▶ [Direction] Copy the records word for word, from the line containing "Detect star-patterned jacket in this photo." through the last line of the records, including both ends. Omit the pictures from your answer.

▶ [Records shown]
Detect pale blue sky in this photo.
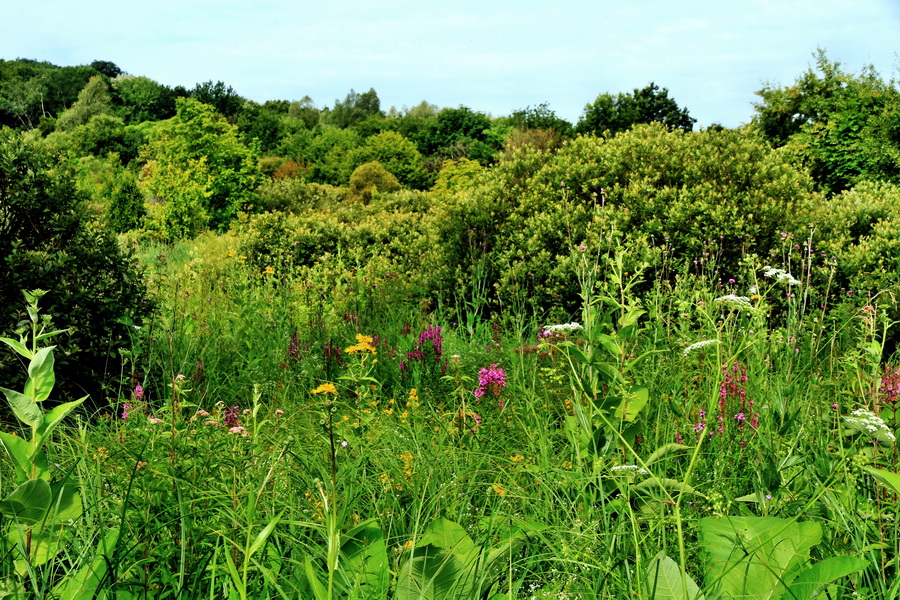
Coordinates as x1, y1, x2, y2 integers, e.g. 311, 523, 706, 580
0, 0, 900, 127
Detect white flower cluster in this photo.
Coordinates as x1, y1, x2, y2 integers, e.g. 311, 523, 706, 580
544, 322, 584, 333
715, 294, 753, 311
850, 408, 896, 442
681, 340, 722, 356
610, 465, 647, 475
763, 266, 800, 285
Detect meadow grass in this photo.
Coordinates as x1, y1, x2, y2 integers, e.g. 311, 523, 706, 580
0, 235, 900, 600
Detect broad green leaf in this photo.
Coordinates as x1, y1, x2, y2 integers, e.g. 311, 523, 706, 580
48, 481, 82, 523
0, 479, 53, 525
616, 385, 650, 423
783, 556, 869, 600
863, 467, 900, 494
338, 519, 390, 598
247, 513, 283, 558
700, 517, 822, 599
419, 518, 479, 565
0, 431, 32, 483
0, 387, 44, 429
394, 544, 464, 600
644, 444, 693, 467
24, 346, 56, 402
0, 338, 34, 360
644, 550, 703, 600
34, 396, 88, 454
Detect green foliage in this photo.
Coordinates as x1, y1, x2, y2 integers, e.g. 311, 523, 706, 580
190, 81, 244, 122
753, 50, 900, 193
350, 161, 400, 204
56, 76, 113, 131
325, 88, 383, 129
446, 124, 815, 310
112, 75, 187, 124
415, 106, 501, 164
0, 129, 150, 398
143, 99, 259, 239
575, 83, 697, 135
347, 131, 430, 191
813, 182, 900, 292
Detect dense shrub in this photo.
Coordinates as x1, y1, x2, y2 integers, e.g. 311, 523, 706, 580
0, 129, 149, 401
442, 124, 816, 314
350, 161, 400, 204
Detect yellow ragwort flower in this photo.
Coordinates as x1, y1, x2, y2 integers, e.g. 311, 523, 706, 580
310, 383, 337, 395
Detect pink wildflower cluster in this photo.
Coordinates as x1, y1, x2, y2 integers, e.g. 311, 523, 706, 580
878, 365, 900, 406
475, 364, 506, 409
693, 361, 759, 447
400, 325, 447, 375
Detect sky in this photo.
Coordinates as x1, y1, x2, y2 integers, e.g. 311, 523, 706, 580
0, 0, 900, 127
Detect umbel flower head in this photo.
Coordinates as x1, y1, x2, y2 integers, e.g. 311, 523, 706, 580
344, 333, 377, 354
309, 383, 337, 396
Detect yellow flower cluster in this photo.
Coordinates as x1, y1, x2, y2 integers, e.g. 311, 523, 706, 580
344, 333, 376, 354
310, 383, 337, 396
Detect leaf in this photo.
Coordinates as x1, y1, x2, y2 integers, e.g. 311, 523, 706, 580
0, 479, 53, 525
0, 431, 33, 483
0, 338, 34, 360
644, 550, 703, 600
644, 443, 693, 467
338, 519, 390, 598
24, 346, 56, 402
616, 385, 650, 423
700, 517, 822, 599
863, 467, 900, 494
247, 511, 284, 558
32, 396, 88, 456
0, 387, 44, 429
783, 556, 869, 600
54, 528, 119, 600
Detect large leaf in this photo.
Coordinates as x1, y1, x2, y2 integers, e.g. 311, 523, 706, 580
784, 556, 869, 600
616, 385, 650, 423
700, 517, 822, 600
24, 346, 56, 402
0, 387, 44, 429
337, 520, 390, 598
0, 338, 34, 360
32, 396, 88, 456
0, 431, 33, 483
644, 550, 703, 600
863, 467, 900, 494
0, 479, 53, 525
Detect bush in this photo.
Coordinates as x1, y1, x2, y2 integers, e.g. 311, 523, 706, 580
0, 129, 150, 401
350, 161, 400, 204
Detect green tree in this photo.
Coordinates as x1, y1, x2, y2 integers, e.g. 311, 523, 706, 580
326, 88, 383, 129
753, 50, 900, 193
347, 131, 430, 189
0, 128, 150, 400
575, 82, 697, 135
112, 75, 187, 123
350, 161, 400, 204
144, 98, 260, 238
190, 81, 244, 122
56, 75, 113, 131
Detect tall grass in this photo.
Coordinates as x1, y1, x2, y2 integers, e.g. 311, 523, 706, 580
0, 229, 900, 600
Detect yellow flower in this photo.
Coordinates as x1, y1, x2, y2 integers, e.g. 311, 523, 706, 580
344, 333, 376, 354
310, 383, 337, 395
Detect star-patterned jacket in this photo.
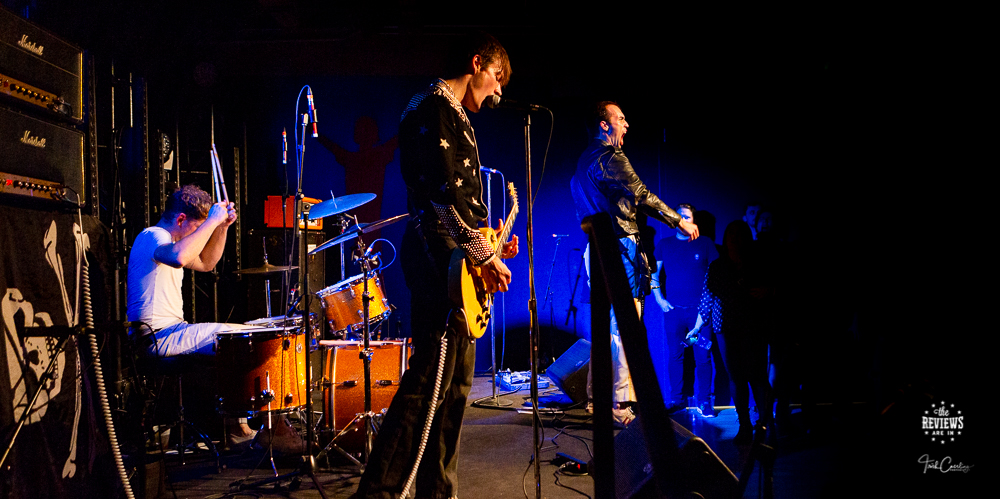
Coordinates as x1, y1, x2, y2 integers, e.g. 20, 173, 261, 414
399, 80, 495, 265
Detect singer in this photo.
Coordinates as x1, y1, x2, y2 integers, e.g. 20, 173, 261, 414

▶ [Written response]
Detect star-patterned jacket in this photo.
Coordinates as x1, y1, x2, y2 integers, e.g. 20, 173, 261, 414
399, 80, 495, 265
Detect singer in this photo.
Coordinates as x1, y1, x2, y2 integers, e.g. 20, 173, 261, 414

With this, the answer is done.